___ Selected extract
The Labrador Retriever is one of the most popular and loved dog breeds today, and for good reason. They are easy to train, people-friendly, and a bundle of joy and energy. When a nonprofessional talks about a quintessential family dog, the first breed that comes to mind is the Labrador Retriever.
Despite what its name may suggest, the Labrador Retriever has its roots in Newfoundland, where the breed was first reared in the 1800s. During this time, fishermen crossbred the Greater Newfoundland to get a smaller dog that could get into the water and retrieve fishing nets. The resultant ‘strain’ was the St. John’s Water dog, which was also called the Lesser Newfoundland back then. The breed made its way to England, where it gradually rose to prominence in the 19th century. The name ‘Labrador’ was given in England to distinguish the dog from the Newfoundland breed.
______
● **To do**:
1) List every name of a dog breed or strain that appears in the text about the Labrador Retriever.
2) Repeat a section of the text about the Labrador Retriever word for word, starting at "Despite what its" and ending at "the Newfoundland breed.".
___ Data excerpts
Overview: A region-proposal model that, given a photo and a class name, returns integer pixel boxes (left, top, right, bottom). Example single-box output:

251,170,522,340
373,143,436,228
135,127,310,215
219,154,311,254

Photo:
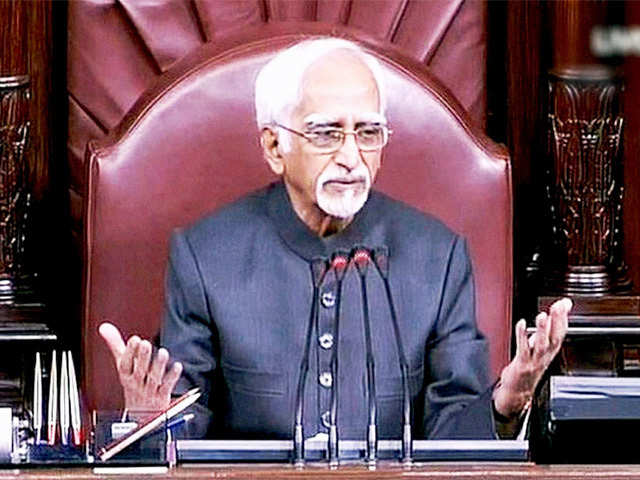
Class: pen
167,413,195,430
47,350,58,445
60,351,69,445
99,388,201,462
67,350,82,445
33,352,42,445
______
● **Solutions for each task**:
1)
- Labrador Retriever
- Greater Newfoundland
- St. John's Water dog
- Lesser Newfoundland
- Newfoundland

2)
Despite what its name may suggest, the Labrador Retriever has its roots in Newfoundland, where the breed was first reared in the 1800s. During this time, fishermen crossbred the Greater Newfoundland to get a smaller dog that could get into the water and retrieve fishing nets. The resultant ‘strain’ was the St. John’s Water dog, which was also called the Lesser Newfoundland back then. The breed made its way to England, where it gradually rose to prominence in the 19th century. The name ‘Labrador’ was given in England to distinguish the dog from the Newfoundland breed.